Please edit the items starting at the line that contains "Where can the red tomato" and continuing through the end of the items: replace "salad greens" with "leafy greens", change nothing else, and return only those lines.

········

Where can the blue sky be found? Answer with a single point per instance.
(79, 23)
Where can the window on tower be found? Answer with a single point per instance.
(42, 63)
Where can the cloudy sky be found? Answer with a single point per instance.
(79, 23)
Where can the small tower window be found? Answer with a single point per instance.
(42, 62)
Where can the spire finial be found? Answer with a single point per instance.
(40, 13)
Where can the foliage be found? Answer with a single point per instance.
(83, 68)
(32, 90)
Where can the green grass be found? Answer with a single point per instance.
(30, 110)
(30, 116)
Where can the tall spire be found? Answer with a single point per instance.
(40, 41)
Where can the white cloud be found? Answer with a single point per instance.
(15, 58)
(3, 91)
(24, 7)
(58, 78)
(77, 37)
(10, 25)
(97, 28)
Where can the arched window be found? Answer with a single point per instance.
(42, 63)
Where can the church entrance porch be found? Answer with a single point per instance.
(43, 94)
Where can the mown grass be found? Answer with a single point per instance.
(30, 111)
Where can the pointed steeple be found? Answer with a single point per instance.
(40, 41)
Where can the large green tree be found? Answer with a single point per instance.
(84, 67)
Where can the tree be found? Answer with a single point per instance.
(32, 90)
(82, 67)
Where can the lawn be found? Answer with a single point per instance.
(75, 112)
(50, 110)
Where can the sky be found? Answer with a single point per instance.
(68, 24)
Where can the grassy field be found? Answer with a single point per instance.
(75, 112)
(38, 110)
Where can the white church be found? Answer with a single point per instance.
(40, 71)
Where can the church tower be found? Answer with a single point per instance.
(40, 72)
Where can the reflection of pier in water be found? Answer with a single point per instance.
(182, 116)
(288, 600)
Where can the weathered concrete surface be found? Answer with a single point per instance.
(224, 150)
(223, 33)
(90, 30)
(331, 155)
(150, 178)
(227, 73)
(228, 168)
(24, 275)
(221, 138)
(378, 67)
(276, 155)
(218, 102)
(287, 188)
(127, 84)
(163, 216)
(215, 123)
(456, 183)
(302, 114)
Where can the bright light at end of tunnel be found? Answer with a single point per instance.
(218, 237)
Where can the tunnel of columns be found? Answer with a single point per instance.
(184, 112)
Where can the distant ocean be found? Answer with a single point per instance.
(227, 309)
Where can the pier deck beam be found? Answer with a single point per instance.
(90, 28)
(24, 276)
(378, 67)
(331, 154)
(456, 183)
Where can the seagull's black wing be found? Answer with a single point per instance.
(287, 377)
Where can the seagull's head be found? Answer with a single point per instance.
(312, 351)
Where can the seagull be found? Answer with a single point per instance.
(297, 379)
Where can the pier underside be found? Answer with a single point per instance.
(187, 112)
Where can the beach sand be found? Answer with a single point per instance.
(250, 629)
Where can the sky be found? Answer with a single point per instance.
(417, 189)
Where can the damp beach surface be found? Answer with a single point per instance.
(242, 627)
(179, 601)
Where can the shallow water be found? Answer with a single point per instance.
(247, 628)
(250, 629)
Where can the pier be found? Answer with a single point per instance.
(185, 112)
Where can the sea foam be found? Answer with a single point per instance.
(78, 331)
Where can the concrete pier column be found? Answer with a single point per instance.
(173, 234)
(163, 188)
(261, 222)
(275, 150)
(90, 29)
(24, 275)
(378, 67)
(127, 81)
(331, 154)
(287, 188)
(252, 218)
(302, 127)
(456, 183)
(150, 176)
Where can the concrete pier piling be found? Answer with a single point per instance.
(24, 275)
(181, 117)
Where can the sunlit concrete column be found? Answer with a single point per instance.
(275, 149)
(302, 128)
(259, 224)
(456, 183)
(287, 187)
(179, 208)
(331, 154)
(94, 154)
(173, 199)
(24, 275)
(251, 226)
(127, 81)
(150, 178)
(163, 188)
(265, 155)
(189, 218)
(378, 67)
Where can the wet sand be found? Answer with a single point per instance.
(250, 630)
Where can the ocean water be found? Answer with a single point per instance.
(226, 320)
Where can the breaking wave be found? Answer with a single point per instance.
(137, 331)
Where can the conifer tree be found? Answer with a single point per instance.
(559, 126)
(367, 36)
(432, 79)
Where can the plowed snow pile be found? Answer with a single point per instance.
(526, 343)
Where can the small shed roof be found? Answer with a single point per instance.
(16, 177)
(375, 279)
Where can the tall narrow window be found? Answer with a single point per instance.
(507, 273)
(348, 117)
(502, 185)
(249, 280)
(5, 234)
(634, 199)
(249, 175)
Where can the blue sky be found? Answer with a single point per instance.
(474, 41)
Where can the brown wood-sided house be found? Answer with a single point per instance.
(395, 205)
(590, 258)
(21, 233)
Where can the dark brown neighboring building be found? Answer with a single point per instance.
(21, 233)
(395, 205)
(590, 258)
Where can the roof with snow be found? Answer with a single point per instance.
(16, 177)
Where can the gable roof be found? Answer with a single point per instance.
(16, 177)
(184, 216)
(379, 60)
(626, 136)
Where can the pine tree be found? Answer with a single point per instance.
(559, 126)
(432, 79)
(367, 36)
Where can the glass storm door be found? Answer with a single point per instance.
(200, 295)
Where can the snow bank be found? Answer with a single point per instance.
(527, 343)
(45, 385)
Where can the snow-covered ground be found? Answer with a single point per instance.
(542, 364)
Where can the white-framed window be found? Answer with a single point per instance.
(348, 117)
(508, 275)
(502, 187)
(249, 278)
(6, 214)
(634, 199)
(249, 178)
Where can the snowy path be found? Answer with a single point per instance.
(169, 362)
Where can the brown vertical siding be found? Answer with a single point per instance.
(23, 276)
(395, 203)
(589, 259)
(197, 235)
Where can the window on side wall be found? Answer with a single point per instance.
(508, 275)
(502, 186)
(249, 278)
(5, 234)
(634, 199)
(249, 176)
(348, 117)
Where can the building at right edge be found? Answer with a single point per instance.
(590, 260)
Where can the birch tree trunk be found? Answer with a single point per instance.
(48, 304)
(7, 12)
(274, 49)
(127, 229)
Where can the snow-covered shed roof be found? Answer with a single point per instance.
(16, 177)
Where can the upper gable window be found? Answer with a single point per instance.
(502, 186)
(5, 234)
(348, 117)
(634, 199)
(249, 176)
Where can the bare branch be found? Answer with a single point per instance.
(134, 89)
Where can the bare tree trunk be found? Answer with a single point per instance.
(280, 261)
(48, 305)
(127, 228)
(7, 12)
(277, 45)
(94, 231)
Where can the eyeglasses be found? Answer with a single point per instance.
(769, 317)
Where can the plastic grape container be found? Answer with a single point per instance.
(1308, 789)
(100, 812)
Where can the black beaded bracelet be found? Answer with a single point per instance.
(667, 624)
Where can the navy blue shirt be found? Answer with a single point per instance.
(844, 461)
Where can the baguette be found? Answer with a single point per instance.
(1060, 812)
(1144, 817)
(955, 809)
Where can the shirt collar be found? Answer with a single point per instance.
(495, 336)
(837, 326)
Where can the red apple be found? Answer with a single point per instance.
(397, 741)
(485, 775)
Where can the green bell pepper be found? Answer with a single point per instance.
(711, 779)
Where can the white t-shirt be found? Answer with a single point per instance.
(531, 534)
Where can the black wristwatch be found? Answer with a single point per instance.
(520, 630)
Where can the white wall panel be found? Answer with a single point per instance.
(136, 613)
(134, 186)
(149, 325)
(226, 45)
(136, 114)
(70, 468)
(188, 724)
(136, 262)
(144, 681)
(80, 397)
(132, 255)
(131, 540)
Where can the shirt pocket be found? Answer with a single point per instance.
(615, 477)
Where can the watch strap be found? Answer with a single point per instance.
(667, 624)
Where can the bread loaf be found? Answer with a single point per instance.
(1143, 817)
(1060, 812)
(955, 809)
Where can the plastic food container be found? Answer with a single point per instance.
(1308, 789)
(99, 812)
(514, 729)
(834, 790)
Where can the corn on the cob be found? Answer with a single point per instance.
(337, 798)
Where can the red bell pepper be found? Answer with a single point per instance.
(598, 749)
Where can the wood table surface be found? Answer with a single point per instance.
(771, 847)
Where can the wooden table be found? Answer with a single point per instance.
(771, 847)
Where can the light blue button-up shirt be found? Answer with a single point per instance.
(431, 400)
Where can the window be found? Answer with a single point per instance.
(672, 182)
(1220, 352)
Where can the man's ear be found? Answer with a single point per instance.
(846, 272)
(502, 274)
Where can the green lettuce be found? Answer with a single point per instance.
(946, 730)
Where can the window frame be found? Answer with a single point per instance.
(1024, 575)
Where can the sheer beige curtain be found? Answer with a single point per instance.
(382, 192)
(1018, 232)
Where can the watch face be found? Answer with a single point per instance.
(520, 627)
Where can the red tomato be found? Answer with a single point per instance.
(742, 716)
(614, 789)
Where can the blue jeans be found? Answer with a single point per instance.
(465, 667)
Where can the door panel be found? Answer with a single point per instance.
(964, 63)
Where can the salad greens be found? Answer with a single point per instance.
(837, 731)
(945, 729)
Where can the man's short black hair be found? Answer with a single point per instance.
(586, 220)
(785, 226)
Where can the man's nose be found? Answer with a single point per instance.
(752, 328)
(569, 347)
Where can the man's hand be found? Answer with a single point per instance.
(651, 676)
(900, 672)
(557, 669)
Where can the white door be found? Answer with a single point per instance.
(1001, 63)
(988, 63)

········

__THE REPLY__.
Where can the red tomato be found? Answer with a single point per instance.
(742, 716)
(614, 789)
Where can the blue jeans be found? Answer with a single point per instance.
(465, 667)
Where can the door panel be found? Answer with a single point per instance.
(964, 63)
Where can the leafy greens be found? Answer with a single point per instance.
(837, 731)
(945, 729)
Where can the man's short black hair be found? Answer with a single point per instance.
(586, 220)
(785, 226)
Where can the man's nose be found? Answer with a single point per instance.
(752, 328)
(569, 347)
Where can the man's hand be found? Answer with a single point per instance.
(651, 676)
(900, 672)
(557, 669)
Where can the white door be found? Answer with a single point per instance.
(1001, 63)
(988, 63)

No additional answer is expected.